- **Aim of the task**
Every line in the listing below from the one with "In this exercise you will indicate the manicured" through the one with "In this exercise you will indicate the flag on" is to be reproduced exactly, both ends included; leave out the rest.

- **Supplied data**
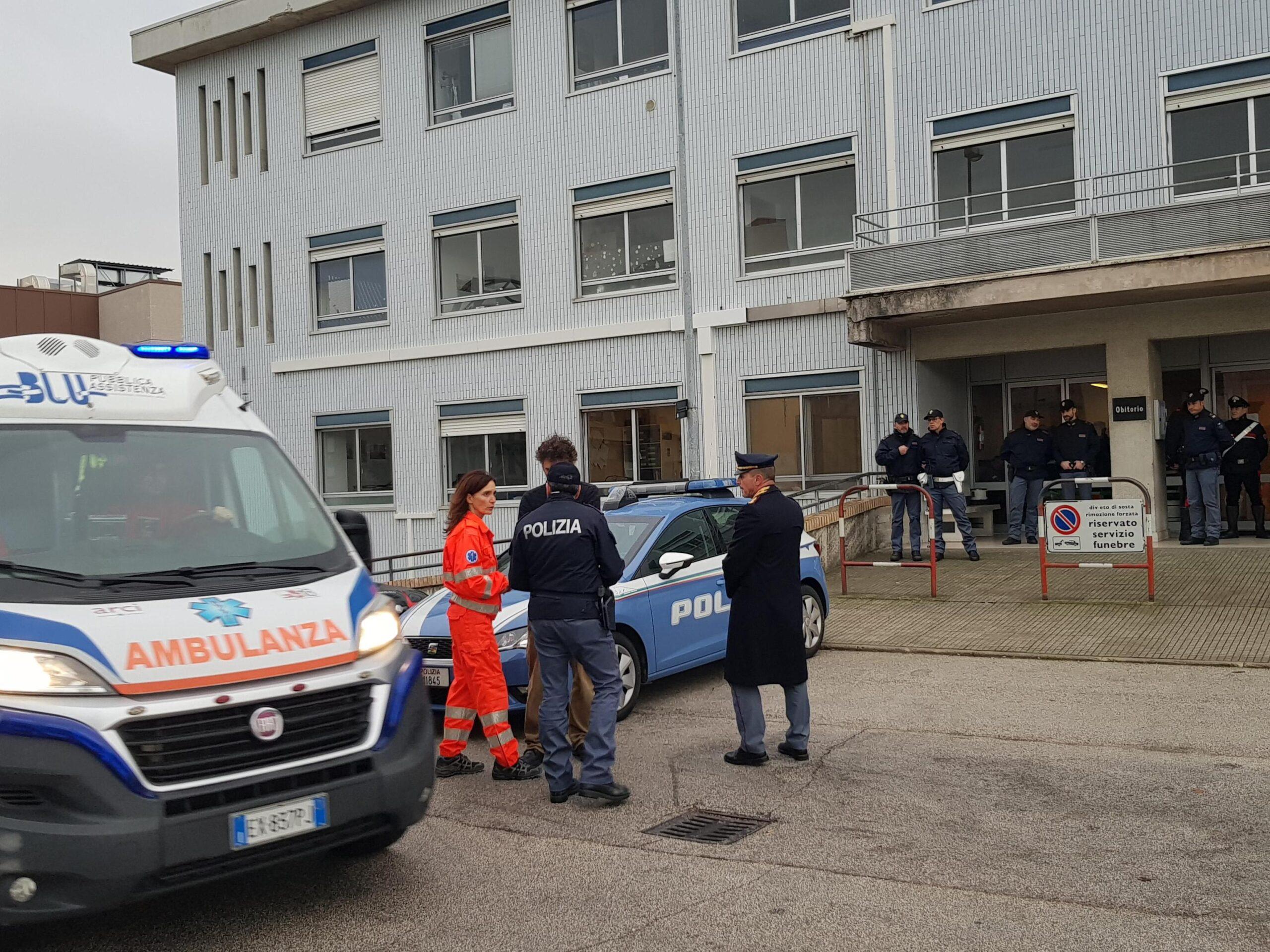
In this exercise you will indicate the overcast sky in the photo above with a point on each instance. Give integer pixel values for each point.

==

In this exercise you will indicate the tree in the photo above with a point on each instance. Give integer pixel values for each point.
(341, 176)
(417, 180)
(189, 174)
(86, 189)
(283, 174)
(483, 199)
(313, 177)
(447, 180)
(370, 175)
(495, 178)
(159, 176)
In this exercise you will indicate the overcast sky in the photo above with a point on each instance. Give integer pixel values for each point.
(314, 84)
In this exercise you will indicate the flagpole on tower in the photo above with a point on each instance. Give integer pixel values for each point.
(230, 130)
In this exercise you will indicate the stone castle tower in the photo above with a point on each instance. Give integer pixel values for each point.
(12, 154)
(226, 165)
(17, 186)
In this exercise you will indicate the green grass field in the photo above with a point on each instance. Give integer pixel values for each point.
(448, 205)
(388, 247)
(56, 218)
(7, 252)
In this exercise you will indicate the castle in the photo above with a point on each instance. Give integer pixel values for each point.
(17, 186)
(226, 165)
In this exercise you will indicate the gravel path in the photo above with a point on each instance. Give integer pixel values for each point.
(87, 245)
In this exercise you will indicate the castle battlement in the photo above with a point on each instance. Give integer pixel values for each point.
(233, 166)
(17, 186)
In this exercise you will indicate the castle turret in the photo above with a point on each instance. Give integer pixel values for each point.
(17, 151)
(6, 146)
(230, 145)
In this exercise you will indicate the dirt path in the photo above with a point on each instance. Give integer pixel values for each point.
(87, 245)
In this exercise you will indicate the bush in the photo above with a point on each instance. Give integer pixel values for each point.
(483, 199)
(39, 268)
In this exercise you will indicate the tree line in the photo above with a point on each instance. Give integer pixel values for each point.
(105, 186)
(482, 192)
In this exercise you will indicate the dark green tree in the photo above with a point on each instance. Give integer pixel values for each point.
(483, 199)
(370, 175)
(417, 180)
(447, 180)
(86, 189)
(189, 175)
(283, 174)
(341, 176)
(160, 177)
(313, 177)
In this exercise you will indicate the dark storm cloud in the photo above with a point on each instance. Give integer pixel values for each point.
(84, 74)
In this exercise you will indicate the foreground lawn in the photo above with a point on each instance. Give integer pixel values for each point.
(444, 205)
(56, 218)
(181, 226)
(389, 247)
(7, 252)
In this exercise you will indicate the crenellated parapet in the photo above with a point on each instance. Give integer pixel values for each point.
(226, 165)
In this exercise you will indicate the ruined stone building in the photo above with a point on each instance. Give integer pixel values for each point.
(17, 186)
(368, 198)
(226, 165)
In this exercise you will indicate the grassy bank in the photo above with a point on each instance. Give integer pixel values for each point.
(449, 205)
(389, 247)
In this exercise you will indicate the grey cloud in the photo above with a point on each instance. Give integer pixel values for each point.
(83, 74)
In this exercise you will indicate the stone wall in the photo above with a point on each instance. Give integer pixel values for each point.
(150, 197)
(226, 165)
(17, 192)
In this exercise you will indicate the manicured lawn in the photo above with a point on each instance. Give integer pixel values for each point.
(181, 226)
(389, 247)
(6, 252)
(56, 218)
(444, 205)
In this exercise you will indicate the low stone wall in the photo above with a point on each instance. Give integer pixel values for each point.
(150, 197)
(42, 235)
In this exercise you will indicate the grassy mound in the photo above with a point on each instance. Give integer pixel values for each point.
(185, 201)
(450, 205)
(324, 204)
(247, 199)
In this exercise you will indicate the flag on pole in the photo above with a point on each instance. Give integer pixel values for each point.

- **Exercise solution**
In this exercise you will indicate the manicured lawn in the photo above with a point on each instance. Give integer pixel values for each point.
(181, 226)
(389, 247)
(6, 252)
(56, 218)
(444, 205)
In this exercise you will indicate the low stone wall in the photo above with a point on each instance. Give integer pixel values for each point.
(150, 197)
(42, 235)
In this exercise you will indicate the grassy mound in the photo above with a point on each instance. Give integer pixel values for each point.
(185, 201)
(450, 205)
(324, 204)
(247, 199)
In this exercise you will indicate the flag on pole in the photo above with a point on each instance. Give integer pixel values for each point.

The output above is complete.